__Given request__
Answer these questions about the separation chamber text:
1. When does reprojection take on greater importance?
2. Where are the three lighter particle receiving and discharging mechanisms 238 placed?
3. What material are the chambers shown as formed of in the drawings?

A similar reprojecting mechanism 232 and rotary mechanism 234 may be 
provided in the middle chamber 214 as well. It will be understood that the 
reprojecting mechanisms 228 and 232 and the rotary mechanisms 230 and 234 
are optional in the three unit apparatus 210 shown. The reprojecting means 
226 in the final end chamber 216 is preferable but may also be eliminated 
if desired. Reprojection assumes a greater importance as the number of 
units is diminished. 
A heavier particle receiving and discharging system, generally indicated at 
236, is commonly provided in the lower end portions of all of the 
separation chambers 212, 214, and 216 for receiving the heavier particles 
therefrom. A lighter particle receiving and discharging system is also 
provided. However, as shown, the system consists of three lighter particle 
receiving and discharging mechanisms 238 of generally identical 
construction, in the upper end portions of the separation chambers 212, 
214, and 216 respectively for receiving the lighter particles carried 
upwardly by the flow of air within each successive separation chamber and 
discharging the lighter particles therefrom. 
The separation chambers may be formed of any desirable construction. 
Preferably, they are of substantially identical construction except for 
certain variations to be hereinafter more fully explained. In the 
drawings, the chambers are schematically illustrated to be formed of sheet 
metal. It will be understood that a rigid framework for retaining the 
sheet metal (not shown) normally would be provided. As shown, each chamber 
is of generally rectangular configuration, including a projecting side 
wall 240, and an opposite receiving side wall 242, with a lower end 
portion 244 being somewhat enlarged, and an upper end portion 246 being 
generally of upwardly tapering design configuration which aids in 
separating the lighter particles by increasing the velocity of the upward 
air flow as it passes therethrough.

__Provided data__

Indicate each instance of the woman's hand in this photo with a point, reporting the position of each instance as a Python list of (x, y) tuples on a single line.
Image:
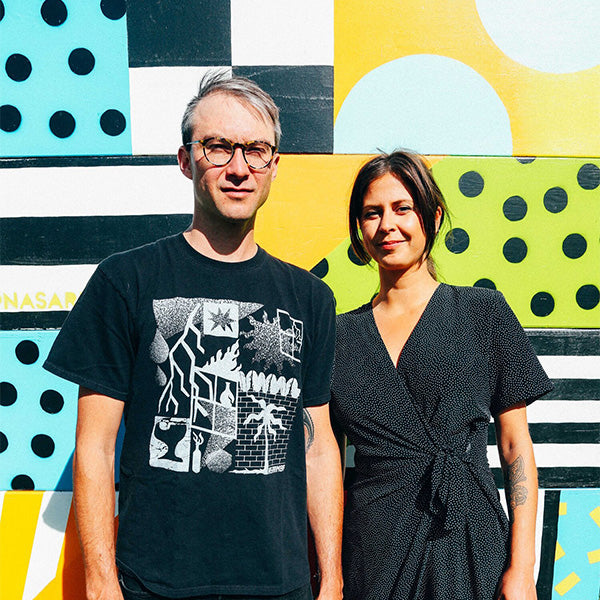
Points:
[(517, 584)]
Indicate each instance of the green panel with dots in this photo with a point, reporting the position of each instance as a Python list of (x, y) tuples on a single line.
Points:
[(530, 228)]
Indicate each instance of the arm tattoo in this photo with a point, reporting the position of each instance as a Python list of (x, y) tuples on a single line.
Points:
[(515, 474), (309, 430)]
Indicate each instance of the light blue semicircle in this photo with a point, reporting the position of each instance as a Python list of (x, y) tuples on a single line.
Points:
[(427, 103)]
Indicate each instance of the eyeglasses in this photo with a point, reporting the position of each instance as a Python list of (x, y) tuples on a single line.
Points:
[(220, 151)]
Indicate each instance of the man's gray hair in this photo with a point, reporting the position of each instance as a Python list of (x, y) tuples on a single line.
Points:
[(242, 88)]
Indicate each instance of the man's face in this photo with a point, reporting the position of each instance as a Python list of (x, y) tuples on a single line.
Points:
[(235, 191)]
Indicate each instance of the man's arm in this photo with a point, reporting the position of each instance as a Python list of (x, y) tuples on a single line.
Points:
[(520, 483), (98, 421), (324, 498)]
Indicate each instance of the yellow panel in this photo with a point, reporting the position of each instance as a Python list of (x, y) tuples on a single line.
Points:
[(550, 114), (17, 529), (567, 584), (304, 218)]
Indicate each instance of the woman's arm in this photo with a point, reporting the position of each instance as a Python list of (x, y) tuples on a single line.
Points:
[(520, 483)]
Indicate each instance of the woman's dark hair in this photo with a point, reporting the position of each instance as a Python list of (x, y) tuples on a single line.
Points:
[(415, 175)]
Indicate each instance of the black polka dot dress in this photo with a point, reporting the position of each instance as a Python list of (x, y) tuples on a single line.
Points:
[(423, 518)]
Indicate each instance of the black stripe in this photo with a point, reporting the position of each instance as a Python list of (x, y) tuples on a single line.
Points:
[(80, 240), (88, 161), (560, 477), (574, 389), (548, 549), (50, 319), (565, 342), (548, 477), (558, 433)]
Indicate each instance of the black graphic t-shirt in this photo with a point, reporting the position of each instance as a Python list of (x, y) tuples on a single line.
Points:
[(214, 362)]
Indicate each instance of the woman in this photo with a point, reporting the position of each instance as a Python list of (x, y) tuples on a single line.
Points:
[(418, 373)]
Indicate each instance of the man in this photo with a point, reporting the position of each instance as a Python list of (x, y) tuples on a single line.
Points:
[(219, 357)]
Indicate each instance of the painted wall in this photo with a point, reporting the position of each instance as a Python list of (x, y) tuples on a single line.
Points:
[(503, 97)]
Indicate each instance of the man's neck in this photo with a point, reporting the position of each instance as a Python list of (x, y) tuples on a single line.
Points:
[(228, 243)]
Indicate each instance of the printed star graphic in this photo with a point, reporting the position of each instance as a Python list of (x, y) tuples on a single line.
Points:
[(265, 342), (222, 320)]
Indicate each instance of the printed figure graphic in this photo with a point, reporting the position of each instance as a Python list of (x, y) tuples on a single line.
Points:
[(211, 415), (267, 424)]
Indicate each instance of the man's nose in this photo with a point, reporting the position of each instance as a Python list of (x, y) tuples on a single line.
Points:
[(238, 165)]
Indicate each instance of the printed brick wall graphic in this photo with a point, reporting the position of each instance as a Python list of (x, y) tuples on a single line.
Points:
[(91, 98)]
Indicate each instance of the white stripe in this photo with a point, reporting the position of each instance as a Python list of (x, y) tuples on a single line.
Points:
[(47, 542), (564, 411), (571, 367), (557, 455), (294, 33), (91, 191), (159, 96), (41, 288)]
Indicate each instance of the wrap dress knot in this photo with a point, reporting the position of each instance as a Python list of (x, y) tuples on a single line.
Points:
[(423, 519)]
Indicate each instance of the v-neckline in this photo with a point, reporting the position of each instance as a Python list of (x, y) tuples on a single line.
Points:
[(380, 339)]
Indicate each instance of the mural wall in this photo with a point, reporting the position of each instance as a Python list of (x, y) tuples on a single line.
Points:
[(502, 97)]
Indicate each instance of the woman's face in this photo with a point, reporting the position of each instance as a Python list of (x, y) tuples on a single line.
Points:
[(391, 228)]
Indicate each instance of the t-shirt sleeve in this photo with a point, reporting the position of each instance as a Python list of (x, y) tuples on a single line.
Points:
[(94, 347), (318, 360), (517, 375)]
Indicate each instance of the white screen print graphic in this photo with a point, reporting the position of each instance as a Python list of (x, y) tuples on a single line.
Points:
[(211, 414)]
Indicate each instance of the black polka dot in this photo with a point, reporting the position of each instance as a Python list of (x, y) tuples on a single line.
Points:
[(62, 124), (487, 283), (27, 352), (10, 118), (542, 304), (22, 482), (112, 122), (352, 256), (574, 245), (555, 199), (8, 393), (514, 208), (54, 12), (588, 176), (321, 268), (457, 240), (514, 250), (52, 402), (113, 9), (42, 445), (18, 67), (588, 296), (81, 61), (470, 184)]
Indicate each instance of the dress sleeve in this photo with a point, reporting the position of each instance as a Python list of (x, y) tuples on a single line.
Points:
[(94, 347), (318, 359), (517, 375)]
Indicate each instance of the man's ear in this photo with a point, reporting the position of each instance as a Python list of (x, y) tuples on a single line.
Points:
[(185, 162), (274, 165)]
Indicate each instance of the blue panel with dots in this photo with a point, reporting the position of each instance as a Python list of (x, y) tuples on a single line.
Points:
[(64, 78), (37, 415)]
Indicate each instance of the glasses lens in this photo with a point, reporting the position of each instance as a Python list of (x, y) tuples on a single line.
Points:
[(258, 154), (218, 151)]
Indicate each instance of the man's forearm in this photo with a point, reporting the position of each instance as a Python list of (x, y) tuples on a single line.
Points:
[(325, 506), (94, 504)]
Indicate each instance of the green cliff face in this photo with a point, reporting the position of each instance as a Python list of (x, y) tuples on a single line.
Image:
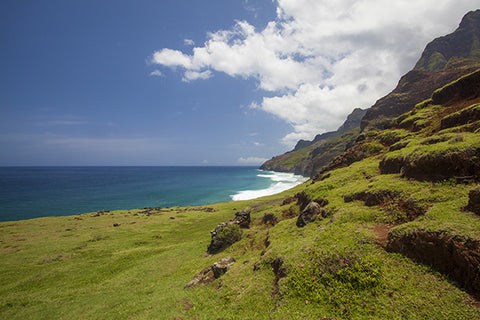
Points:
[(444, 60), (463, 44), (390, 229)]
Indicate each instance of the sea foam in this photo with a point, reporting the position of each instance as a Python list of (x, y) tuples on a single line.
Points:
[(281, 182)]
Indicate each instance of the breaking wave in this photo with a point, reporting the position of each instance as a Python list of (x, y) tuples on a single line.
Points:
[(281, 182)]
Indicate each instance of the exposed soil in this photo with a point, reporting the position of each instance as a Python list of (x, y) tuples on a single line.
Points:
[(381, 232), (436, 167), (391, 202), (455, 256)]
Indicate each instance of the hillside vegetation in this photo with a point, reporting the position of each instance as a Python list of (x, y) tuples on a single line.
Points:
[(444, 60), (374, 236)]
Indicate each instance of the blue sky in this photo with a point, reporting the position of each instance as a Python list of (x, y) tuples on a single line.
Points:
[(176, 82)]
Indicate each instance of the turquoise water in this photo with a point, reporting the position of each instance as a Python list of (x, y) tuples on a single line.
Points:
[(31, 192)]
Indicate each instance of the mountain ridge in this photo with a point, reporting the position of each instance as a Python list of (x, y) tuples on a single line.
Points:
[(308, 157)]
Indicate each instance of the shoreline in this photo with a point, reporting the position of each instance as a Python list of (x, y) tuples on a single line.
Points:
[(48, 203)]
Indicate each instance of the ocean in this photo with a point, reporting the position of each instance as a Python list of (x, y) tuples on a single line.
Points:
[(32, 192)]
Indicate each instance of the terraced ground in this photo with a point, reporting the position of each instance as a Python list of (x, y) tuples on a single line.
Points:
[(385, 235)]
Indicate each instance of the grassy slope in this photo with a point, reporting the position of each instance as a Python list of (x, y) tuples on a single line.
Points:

__Solution below__
1. As the number of units is diminished.
2. In the upper end portions of the separation chambers 212, 214, and 216 respectively.
3. Sheet metal.